• [Exercise directions]
Rewrite as a numbered list the lines from the one containing "Data-curation step: identify every green" to the one containing "xmin=1222 ymin=0 xmax=1267 ymax=20", leaving out any blank lines.

+++ Exercise data

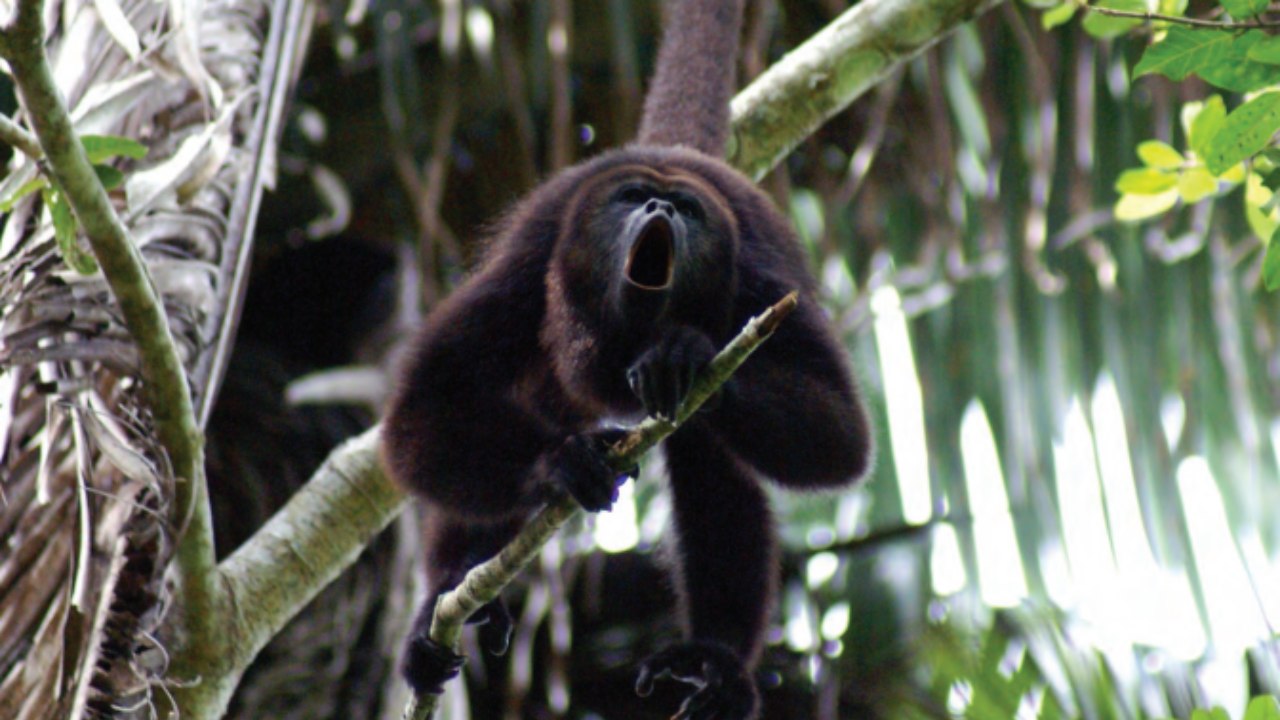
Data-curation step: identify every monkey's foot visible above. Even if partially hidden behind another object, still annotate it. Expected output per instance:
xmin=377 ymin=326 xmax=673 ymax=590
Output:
xmin=548 ymin=428 xmax=640 ymax=512
xmin=401 ymin=632 xmax=466 ymax=694
xmin=636 ymin=641 xmax=760 ymax=720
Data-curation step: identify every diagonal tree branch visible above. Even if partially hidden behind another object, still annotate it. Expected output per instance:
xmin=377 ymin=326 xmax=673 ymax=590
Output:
xmin=404 ymin=292 xmax=799 ymax=720
xmin=152 ymin=0 xmax=1000 ymax=717
xmin=730 ymin=0 xmax=1002 ymax=179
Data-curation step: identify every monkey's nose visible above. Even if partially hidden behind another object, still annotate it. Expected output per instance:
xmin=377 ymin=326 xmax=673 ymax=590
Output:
xmin=644 ymin=200 xmax=676 ymax=218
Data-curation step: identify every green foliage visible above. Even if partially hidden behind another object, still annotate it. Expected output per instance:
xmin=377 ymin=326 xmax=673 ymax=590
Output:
xmin=923 ymin=617 xmax=1065 ymax=720
xmin=1244 ymin=694 xmax=1280 ymax=720
xmin=42 ymin=187 xmax=97 ymax=275
xmin=1133 ymin=26 xmax=1280 ymax=92
xmin=81 ymin=135 xmax=147 ymax=165
xmin=0 ymin=135 xmax=147 ymax=275
xmin=1204 ymin=92 xmax=1280 ymax=176
xmin=1222 ymin=0 xmax=1267 ymax=20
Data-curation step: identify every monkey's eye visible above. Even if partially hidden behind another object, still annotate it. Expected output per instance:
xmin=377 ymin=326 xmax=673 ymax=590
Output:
xmin=671 ymin=195 xmax=703 ymax=220
xmin=613 ymin=184 xmax=652 ymax=205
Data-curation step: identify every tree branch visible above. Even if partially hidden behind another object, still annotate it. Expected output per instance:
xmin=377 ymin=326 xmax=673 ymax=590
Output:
xmin=160 ymin=0 xmax=1000 ymax=716
xmin=1076 ymin=1 xmax=1280 ymax=31
xmin=172 ymin=427 xmax=406 ymax=717
xmin=0 ymin=0 xmax=204 ymax=527
xmin=0 ymin=115 xmax=45 ymax=160
xmin=730 ymin=0 xmax=1002 ymax=179
xmin=404 ymin=292 xmax=799 ymax=720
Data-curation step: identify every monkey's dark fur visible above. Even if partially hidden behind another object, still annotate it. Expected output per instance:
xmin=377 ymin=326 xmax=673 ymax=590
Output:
xmin=384 ymin=0 xmax=872 ymax=719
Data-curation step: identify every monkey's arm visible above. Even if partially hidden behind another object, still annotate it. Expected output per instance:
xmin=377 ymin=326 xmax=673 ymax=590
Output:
xmin=708 ymin=293 xmax=873 ymax=488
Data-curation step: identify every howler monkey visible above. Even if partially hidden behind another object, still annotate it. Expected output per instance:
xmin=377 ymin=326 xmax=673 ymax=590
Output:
xmin=384 ymin=0 xmax=872 ymax=719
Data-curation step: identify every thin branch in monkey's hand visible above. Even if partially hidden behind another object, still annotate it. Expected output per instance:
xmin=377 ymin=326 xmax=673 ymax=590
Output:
xmin=403 ymin=291 xmax=799 ymax=720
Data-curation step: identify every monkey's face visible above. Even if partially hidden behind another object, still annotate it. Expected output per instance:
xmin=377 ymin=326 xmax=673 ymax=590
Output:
xmin=563 ymin=165 xmax=737 ymax=304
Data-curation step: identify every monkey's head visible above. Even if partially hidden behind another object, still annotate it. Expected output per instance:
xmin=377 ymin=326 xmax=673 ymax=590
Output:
xmin=553 ymin=156 xmax=739 ymax=322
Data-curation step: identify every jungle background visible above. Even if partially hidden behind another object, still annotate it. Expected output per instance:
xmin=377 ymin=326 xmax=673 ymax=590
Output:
xmin=0 ymin=0 xmax=1280 ymax=719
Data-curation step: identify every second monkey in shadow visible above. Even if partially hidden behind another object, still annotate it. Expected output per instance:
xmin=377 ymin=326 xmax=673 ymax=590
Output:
xmin=383 ymin=0 xmax=872 ymax=720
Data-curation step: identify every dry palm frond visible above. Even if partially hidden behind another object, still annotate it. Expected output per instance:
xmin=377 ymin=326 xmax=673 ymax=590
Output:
xmin=0 ymin=0 xmax=310 ymax=707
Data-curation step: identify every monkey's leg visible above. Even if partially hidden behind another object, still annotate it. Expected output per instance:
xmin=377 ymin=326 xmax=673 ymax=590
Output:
xmin=402 ymin=509 xmax=525 ymax=694
xmin=636 ymin=425 xmax=777 ymax=720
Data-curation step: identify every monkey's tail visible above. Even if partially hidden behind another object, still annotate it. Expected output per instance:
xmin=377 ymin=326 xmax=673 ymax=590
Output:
xmin=639 ymin=0 xmax=744 ymax=158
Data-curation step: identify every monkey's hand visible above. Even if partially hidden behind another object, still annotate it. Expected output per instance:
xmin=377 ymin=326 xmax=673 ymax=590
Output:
xmin=636 ymin=641 xmax=760 ymax=720
xmin=543 ymin=428 xmax=640 ymax=512
xmin=627 ymin=325 xmax=716 ymax=420
xmin=401 ymin=629 xmax=466 ymax=694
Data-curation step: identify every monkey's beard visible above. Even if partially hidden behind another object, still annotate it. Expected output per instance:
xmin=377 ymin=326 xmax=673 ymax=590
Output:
xmin=623 ymin=215 xmax=676 ymax=291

++++++

• [Solution to the exercise]
1. Data-curation step: identify every green foliage visible above. Even if partially hidden behind another object, still annotate it. Expected output per instance:
2. xmin=377 ymin=326 xmax=673 ymax=590
3. Output:
4. xmin=923 ymin=617 xmax=1065 ymax=720
5. xmin=1244 ymin=694 xmax=1280 ymax=720
6. xmin=42 ymin=187 xmax=97 ymax=275
7. xmin=1133 ymin=26 xmax=1280 ymax=92
8. xmin=81 ymin=135 xmax=147 ymax=165
9. xmin=0 ymin=135 xmax=147 ymax=275
10. xmin=1204 ymin=92 xmax=1280 ymax=176
11. xmin=1222 ymin=0 xmax=1267 ymax=20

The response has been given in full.